**WHAT TO WORK ON:** Your response should be every line from the entries that includes the string "center".

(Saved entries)
=== Begin Enclosure ===

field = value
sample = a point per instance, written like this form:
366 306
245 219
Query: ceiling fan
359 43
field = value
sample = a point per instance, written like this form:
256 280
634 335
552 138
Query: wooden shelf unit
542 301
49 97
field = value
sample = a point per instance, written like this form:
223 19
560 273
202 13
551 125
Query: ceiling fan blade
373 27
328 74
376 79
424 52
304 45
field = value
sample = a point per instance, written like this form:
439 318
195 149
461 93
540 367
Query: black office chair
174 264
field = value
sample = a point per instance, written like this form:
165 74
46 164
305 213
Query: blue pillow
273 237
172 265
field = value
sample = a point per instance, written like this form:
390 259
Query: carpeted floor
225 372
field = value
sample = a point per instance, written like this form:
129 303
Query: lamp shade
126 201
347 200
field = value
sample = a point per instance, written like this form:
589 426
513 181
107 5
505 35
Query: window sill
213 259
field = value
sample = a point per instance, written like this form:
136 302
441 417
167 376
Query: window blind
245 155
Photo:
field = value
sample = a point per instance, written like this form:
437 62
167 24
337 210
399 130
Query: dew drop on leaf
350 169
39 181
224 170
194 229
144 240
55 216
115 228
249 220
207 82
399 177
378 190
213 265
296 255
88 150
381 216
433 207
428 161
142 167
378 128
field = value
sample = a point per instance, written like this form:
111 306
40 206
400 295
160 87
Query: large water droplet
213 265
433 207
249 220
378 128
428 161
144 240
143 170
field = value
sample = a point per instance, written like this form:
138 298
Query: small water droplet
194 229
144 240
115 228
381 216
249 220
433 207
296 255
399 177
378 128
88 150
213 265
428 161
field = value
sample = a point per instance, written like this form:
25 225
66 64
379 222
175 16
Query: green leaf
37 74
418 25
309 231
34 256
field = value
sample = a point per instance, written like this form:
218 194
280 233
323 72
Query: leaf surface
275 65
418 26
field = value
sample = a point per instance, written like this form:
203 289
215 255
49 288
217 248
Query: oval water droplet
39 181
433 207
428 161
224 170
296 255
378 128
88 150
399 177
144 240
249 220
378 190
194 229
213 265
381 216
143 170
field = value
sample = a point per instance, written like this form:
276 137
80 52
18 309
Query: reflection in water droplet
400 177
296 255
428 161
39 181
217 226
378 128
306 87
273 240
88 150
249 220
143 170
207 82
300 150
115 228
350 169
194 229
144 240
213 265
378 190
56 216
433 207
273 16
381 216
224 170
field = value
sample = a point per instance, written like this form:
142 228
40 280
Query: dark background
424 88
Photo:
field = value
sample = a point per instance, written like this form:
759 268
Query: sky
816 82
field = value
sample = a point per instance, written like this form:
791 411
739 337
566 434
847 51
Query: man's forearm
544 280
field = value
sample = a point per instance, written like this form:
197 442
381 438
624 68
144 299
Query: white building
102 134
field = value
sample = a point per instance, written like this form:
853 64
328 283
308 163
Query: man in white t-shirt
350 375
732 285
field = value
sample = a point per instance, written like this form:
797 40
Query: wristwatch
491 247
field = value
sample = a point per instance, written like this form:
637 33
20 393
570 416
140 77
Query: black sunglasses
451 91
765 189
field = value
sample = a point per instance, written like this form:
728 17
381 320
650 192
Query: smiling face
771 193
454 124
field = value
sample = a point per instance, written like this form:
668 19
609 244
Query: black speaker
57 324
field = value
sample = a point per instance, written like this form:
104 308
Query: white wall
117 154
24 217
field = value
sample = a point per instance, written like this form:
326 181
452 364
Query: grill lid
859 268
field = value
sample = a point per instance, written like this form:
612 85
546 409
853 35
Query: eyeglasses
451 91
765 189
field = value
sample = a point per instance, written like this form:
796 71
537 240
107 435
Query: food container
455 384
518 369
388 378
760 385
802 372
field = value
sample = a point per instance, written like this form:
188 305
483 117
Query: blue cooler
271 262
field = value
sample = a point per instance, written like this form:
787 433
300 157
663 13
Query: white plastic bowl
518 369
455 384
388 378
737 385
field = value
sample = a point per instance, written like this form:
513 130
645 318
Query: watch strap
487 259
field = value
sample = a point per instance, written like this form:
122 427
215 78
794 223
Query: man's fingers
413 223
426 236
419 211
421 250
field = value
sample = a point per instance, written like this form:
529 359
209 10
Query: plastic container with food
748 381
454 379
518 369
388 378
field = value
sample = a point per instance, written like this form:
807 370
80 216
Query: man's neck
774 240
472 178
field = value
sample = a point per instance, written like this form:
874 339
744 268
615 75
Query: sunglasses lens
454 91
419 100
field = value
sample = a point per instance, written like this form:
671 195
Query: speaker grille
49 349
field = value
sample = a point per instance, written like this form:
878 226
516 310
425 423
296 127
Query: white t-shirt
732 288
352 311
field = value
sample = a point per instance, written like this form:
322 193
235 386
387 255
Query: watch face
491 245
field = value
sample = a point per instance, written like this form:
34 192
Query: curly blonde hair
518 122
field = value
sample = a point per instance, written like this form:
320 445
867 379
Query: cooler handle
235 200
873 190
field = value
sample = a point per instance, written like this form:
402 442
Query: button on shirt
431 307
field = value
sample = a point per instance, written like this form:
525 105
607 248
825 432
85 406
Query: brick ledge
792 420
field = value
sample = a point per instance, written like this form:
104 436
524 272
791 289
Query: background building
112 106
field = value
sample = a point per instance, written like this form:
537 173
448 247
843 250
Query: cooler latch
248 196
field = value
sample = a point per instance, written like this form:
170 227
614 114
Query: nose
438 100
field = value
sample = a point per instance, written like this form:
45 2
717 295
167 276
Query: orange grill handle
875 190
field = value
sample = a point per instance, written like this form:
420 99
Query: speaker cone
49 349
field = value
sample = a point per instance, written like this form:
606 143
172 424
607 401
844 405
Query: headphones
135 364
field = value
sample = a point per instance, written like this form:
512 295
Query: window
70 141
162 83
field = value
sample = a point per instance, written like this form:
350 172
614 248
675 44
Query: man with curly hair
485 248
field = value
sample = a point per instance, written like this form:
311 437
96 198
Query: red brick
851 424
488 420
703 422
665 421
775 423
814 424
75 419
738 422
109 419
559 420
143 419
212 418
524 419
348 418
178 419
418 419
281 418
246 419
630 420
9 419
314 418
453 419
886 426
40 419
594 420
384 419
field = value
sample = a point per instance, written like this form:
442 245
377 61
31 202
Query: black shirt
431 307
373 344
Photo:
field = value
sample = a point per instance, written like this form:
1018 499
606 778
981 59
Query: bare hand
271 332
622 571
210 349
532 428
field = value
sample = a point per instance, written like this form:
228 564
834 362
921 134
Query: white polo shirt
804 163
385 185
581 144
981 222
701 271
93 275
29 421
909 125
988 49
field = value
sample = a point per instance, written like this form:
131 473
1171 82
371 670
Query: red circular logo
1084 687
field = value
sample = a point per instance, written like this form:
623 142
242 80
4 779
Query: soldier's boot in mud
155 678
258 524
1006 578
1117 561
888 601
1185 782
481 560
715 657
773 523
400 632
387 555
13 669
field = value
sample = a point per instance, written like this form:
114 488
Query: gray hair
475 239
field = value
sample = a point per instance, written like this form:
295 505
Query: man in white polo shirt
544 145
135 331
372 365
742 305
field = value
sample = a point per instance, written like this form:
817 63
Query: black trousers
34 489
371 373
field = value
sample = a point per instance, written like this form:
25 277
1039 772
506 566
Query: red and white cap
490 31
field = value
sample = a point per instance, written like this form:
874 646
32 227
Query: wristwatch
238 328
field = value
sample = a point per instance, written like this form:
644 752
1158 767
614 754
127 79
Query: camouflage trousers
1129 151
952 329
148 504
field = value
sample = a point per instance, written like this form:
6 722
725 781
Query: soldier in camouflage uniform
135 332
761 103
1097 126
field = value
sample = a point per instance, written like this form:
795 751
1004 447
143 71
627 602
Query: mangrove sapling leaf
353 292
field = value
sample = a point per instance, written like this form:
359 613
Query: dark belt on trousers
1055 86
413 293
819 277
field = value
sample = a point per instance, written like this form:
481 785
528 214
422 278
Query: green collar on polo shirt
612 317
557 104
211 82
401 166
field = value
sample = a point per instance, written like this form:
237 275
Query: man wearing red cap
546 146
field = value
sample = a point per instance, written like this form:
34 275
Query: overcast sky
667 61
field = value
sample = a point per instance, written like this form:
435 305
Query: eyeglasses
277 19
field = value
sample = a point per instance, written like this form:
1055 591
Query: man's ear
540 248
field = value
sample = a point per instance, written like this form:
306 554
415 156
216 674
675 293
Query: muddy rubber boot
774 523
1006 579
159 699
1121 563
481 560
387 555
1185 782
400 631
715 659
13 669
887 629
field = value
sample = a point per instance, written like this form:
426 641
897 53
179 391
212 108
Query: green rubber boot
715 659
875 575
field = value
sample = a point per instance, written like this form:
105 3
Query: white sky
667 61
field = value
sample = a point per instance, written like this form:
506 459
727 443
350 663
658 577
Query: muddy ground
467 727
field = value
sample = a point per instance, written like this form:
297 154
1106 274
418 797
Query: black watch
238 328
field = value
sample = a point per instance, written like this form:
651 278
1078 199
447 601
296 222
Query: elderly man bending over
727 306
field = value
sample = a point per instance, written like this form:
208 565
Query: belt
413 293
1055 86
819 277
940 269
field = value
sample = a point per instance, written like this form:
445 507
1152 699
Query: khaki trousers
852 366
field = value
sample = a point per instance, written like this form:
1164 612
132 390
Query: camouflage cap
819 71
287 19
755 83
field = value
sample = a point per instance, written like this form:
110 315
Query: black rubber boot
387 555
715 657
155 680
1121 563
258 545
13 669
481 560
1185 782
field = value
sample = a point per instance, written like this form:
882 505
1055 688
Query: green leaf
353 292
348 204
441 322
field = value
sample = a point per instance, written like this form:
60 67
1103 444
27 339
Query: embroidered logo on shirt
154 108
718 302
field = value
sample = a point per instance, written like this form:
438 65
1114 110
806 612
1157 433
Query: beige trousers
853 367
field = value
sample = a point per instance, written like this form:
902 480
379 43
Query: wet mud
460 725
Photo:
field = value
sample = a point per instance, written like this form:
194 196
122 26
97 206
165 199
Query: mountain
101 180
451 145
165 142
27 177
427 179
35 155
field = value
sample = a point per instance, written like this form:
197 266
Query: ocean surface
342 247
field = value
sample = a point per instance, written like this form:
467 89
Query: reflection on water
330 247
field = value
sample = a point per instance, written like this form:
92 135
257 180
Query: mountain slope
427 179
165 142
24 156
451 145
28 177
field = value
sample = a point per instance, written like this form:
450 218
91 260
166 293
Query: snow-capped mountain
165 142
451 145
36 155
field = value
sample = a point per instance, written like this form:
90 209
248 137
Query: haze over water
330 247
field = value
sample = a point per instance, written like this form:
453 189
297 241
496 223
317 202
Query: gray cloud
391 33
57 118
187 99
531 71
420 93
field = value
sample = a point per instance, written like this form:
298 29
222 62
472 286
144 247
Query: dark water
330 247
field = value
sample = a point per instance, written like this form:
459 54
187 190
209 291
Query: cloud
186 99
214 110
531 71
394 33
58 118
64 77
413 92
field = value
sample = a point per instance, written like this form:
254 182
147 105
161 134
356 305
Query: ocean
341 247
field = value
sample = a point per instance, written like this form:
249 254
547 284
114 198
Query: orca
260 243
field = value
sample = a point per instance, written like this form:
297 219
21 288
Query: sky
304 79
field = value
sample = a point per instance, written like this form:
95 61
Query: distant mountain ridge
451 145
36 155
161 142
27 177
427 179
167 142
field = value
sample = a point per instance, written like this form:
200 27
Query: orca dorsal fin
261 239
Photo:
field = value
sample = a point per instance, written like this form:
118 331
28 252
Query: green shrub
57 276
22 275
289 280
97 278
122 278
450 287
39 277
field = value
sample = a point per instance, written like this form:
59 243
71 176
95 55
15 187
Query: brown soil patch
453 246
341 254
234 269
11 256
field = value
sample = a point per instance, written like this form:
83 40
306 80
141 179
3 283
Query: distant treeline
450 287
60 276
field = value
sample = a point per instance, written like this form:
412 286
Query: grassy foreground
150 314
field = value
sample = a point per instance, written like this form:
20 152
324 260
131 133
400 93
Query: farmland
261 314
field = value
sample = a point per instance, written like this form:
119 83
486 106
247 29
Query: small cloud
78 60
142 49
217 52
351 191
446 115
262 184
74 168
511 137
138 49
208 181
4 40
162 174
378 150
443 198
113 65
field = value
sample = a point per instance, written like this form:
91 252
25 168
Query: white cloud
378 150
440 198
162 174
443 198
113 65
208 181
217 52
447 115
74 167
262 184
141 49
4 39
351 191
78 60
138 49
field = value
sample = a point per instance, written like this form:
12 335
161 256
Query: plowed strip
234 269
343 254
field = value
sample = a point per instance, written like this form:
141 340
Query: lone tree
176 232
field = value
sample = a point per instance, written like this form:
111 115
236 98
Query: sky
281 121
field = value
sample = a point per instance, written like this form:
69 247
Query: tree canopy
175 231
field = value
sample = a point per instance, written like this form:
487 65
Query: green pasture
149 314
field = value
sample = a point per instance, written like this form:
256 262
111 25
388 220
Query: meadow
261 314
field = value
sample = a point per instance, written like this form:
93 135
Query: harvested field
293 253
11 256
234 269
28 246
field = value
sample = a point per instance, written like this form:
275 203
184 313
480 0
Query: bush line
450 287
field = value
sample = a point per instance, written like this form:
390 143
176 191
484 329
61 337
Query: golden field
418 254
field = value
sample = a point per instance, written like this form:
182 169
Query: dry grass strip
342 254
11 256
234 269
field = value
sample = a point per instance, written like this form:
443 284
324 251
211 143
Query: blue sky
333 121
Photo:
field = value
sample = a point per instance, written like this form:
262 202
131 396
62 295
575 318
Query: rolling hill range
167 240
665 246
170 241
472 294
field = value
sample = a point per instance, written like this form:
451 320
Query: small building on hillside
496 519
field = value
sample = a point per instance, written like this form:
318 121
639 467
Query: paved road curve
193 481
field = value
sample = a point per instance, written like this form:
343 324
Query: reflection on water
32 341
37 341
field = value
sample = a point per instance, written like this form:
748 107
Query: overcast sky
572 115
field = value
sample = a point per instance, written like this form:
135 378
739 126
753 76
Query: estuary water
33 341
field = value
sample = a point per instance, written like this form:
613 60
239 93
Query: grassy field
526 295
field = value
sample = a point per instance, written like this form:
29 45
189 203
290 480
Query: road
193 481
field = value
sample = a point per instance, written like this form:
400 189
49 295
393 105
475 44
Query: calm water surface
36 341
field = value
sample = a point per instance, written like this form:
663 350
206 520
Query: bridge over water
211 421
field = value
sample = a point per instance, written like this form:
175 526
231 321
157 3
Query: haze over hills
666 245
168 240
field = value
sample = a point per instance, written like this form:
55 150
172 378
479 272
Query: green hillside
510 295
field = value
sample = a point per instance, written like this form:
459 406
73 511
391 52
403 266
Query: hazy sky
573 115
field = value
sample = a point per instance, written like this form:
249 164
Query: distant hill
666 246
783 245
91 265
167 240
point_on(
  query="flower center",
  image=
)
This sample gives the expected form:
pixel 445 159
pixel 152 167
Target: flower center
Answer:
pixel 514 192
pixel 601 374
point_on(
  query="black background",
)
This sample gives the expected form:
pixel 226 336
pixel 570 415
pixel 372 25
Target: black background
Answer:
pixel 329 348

=== End Enclosure ===

**YOUR SOLUTION:**
  query="flower center",
Target: flower center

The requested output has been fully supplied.